>>>>>

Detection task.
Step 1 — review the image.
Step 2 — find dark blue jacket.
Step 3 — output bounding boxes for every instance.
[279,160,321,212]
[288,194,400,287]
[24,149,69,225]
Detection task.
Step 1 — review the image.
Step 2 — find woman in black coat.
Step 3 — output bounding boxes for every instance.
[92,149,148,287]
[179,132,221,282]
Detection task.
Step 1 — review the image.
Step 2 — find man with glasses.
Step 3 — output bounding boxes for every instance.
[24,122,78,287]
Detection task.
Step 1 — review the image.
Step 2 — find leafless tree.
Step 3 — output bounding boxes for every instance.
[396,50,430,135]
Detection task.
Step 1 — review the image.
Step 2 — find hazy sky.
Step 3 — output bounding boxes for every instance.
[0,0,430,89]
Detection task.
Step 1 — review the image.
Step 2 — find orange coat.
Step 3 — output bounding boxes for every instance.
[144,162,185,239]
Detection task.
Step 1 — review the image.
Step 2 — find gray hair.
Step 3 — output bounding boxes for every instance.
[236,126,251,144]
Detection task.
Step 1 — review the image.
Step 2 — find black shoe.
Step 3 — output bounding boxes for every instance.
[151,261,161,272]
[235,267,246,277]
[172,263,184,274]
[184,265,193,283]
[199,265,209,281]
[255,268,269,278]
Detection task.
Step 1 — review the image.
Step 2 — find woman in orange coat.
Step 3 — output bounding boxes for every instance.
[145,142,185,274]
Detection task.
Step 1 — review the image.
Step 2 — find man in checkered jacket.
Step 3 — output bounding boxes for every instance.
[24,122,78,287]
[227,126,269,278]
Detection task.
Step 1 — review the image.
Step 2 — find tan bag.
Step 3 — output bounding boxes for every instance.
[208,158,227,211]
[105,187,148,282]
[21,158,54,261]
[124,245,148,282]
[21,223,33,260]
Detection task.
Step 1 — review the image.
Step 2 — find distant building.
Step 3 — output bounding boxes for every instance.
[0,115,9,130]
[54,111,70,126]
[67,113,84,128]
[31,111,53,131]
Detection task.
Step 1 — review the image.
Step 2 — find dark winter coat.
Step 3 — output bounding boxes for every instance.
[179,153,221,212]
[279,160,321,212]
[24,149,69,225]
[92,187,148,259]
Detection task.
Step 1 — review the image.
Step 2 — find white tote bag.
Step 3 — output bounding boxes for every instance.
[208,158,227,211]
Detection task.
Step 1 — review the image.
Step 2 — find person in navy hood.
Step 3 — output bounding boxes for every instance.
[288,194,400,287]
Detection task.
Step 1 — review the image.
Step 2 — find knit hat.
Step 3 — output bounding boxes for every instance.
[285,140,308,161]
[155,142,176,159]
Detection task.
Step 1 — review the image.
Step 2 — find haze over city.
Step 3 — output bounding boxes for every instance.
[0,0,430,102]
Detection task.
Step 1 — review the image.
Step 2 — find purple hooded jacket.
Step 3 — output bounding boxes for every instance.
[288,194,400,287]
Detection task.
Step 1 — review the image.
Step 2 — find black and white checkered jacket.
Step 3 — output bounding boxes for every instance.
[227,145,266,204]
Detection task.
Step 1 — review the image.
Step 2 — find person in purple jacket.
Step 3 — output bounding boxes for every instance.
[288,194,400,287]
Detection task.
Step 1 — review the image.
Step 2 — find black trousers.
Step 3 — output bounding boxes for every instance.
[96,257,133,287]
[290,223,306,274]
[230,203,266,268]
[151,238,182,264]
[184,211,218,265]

<<<<<

◆ Problem statement ◆
Type out the material again exactly as presented.

◆ Written answer ◆
Detection task.
Step 1 — review the image.
Step 2 — find dark blue jacket.
Step 3 — output bounding boxes for every instance.
[279,160,321,212]
[288,194,400,287]
[24,149,69,225]
Detection task.
Step 1 — review the image.
Step 2 — find woman in black coat.
Step 3 — output bounding boxes for every instance.
[92,149,148,287]
[179,132,221,282]
Detection task.
Step 1 — review the image.
Step 2 — find man with glasses.
Step 3 — output bounding boxes for every instance.
[24,122,78,287]
Detection task.
Step 1 — review the image.
Step 2 — find leafless tree.
Step 3 — output bounding boxes for every instance.
[396,50,430,135]
Detection task.
Step 1 — review the image.
Step 2 — find hazy sky.
Step 3 — output bounding boxes for every instance.
[0,0,430,89]
Detection task.
Step 1 — review the image.
Step 2 — find orange coat.
Step 3 — output bounding boxes for every instance.
[144,162,185,239]
Detection task.
Step 1 — review the image.
Step 2 — find gray hair.
Step 3 — output bounding boxes for every instance.
[236,126,251,144]
Detection task.
Step 1 — review the image.
Step 2 — find black shoe.
Step 3 — output bounding boxes for every instance.
[151,261,161,272]
[235,267,246,277]
[172,263,184,274]
[184,265,193,283]
[199,265,209,281]
[255,268,269,278]
Detection task.
Step 1 — review the image.
Step 2 — find woman in orange coat.
Step 3 — output bounding boxes for every instance.
[145,142,185,274]
Detection task.
Step 1 — review the image.
Step 2 — find man in checkered jacket.
Step 3 — output bounding boxes for every instance.
[24,122,78,287]
[227,126,269,278]
Detection task.
Step 1 — review the image.
Step 2 — find tan bag.
Step 3 — output bounding boxes for every instance.
[208,158,227,211]
[105,187,148,282]
[21,158,54,261]
[124,245,148,282]
[21,223,33,260]
Detection task.
Step 1 — review the image.
Step 2 — find distant building.
Step 3 — output bounding boxes for every instance.
[0,115,9,130]
[54,111,70,126]
[67,113,84,128]
[31,111,53,131]
Detection task.
Step 1 — review the image.
Step 2 — find dark winter coat.
Step 3 — output bounding boxes for every instance.
[179,153,221,212]
[279,160,321,212]
[24,149,69,225]
[92,187,148,259]
Detection task.
Step 1 — review the image.
Step 2 — find white tote bag.
Step 3 — output bounding boxes for every instance.
[208,158,227,211]
Detection task.
Step 1 — review the image.
Step 2 — find person in navy hood.
Step 3 — output bounding boxes for every instance.
[288,194,400,287]
Detection task.
Step 1 — review the image.
Step 2 — find knit hat.
Step 3 — output bounding boxes for every instance.
[285,140,308,161]
[155,142,176,159]
Detection task.
Step 1 — review the image.
Step 2 — find haze over city.
Step 3 — output bounding boxes for every instance.
[0,0,430,102]
Detection task.
Step 1 — review the image.
Step 2 — find purple hooded jacket.
Step 3 — output bounding boxes for every instance.
[288,194,400,287]
Detection task.
Step 1 — review the image.
Step 2 — find black and white checkered jacket.
Step 3 — output bounding boxes for every instance.
[227,145,266,204]
Detection task.
Step 1 — review the image.
Step 2 — find person in purple jacket.
Step 3 — output bounding boxes for every instance.
[288,194,400,287]
Detection task.
Step 1 — review the image.
Step 2 — find black trousers.
Step 3 — output bounding boxes for every instance.
[96,257,133,287]
[290,223,306,274]
[230,203,266,268]
[151,238,182,264]
[184,211,218,265]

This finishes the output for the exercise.